(SOURCE RECORDS)

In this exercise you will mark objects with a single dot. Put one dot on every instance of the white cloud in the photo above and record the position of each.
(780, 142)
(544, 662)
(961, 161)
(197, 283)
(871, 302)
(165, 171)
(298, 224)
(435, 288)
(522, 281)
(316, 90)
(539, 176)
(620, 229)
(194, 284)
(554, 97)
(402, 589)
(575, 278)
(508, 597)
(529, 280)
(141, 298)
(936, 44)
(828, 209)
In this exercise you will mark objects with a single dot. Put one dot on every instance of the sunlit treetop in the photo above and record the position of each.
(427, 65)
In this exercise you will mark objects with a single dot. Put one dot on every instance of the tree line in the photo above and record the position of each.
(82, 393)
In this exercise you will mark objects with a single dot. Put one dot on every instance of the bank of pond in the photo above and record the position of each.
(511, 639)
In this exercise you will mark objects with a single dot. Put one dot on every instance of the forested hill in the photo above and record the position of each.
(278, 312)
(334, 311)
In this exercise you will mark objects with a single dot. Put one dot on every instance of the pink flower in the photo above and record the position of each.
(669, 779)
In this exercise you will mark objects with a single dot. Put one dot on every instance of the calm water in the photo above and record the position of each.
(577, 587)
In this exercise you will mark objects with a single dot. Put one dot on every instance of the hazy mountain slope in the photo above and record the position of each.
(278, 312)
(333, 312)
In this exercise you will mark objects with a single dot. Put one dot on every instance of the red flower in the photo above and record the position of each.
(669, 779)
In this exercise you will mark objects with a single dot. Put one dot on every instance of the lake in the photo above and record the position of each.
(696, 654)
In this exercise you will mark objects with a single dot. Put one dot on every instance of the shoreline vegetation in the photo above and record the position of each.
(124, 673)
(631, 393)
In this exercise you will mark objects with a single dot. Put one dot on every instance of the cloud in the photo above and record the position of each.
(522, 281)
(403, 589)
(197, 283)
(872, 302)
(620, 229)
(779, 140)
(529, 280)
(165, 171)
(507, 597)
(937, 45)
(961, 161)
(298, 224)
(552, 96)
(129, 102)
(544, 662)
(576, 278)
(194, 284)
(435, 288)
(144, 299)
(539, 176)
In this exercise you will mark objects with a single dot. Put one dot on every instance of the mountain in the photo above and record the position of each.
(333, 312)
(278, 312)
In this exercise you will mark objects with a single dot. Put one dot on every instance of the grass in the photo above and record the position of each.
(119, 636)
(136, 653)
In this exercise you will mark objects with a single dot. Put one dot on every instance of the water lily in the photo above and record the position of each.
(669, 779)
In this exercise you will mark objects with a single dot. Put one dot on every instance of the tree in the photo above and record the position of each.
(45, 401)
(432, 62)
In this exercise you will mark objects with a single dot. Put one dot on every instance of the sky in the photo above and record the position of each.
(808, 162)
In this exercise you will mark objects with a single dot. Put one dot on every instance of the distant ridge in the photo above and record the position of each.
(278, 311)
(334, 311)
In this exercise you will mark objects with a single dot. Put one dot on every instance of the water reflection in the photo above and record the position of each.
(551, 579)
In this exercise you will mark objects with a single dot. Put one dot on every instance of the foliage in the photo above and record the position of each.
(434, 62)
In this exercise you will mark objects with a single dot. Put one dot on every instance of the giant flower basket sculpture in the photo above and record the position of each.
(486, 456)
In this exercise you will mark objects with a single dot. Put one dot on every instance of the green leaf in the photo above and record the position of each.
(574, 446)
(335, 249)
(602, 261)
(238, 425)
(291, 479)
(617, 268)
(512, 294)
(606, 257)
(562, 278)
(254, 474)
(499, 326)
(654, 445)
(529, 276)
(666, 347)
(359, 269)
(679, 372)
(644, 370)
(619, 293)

(End SOURCE RECORDS)

[PROMPT] Each record needs to be copied out again, letter for letter.

[RESPONSE AREA]
In this exercise you will mark objects with a single dot. Put one dot on every instance of the white cloud in the photo above and record the position of each.
(780, 142)
(544, 662)
(961, 161)
(197, 283)
(871, 302)
(165, 171)
(298, 224)
(435, 288)
(522, 281)
(316, 90)
(539, 176)
(620, 229)
(194, 284)
(554, 97)
(402, 589)
(575, 278)
(508, 597)
(529, 280)
(141, 298)
(936, 44)
(828, 209)
In this exercise you will mark objects with a single dot. Put one dot on every instance of the sunlit treetop in the photo above and record the position of each.
(427, 65)
In this exercise you will mark objects with a single dot. Put one dot on every instance of the tree line in the photo above and record the position of each.
(82, 393)
In this exercise you will mark objects with a single dot. Put one dot on every instance of the bank of pond in the photo above and record the position of each.
(511, 639)
In this exercise you will mark objects with a single dot. Put one dot on every instance of the forested hill in the photo above and record the position of each.
(278, 312)
(334, 311)
In this exercise you will mark objects with a single dot. Put one dot on every instance of the pink flower in the photo above and record the position of each.
(669, 779)
In this exercise you will mark objects with a single dot. Put one dot on every instance of the calm water in the photo above and record the position of each.
(577, 587)
In this exercise you will mark objects with a single dot. Put one dot on every instance of the hazy mountain slope in the photo above and record the position of each.
(278, 312)
(333, 312)
In this exercise you will mark objects with a single dot. Put one dot on every instance of the red flower in the photo above and record the position of each.
(669, 779)
In this exercise you will mark objects with a single dot. Put one dot on every instance of the lake in the photo above and record the position of each.
(696, 654)
In this exercise you will mark objects with a single dot. Put one dot on every instance of the shoreline vegetation in the photo above and record the position of each.
(124, 673)
(631, 393)
In this exercise you will mark objects with a single dot. Put one dot on every instance of the cloud in the photo above and record the position of each.
(522, 281)
(403, 589)
(197, 283)
(872, 302)
(620, 229)
(779, 140)
(529, 280)
(165, 171)
(507, 597)
(937, 45)
(961, 161)
(298, 224)
(552, 96)
(129, 102)
(544, 662)
(576, 278)
(194, 284)
(435, 288)
(144, 299)
(539, 176)
In this exercise you will mark objects with a single dot. Put one dot on every instance of the mountain in the photo above and record the position of each.
(333, 312)
(278, 312)
In this exercise you will mark objects with a single dot. Put one dot on every instance of the grass in the photo above and record the position of each.
(119, 636)
(136, 653)
In this exercise you will mark objects with a single dot. Put one dot on every instance of the water lily in the photo above and record the position of each.
(669, 779)
In this exercise you will mark objects with a single dot. Put one dot on every instance of the tree in the photo above and record the position of each.
(45, 401)
(432, 62)
In this exercise you will mark objects with a single dot. Put one dot on every instance of the sky in the photo above and record the position of each.
(808, 162)
In this exercise you will mark objects with a single dot. Put one dot on every instance of the distant ridge in the photo above and record the position of each.
(278, 311)
(334, 311)
In this exercise you will mark objects with a single dot. Put one dot on every instance of the water reflection in the photo above and record the position of each.
(551, 579)
In this exercise you will mark objects with a single dot. Put one dot on every instance of the foliage in the photo above and record the position of each.
(434, 62)
In this exercise you will mark objects with a single dot. Put one dot on every instance of the giant flower basket sculpture in the photo above and record the position of each.
(486, 456)
In this exercise you will mark objects with a single dot. Put one dot on every instance of the green leaf in the photo above and record the position of each.
(574, 446)
(335, 249)
(602, 261)
(238, 425)
(291, 479)
(617, 268)
(512, 294)
(606, 257)
(562, 278)
(254, 474)
(499, 326)
(654, 445)
(529, 276)
(666, 347)
(359, 269)
(679, 372)
(644, 370)
(619, 293)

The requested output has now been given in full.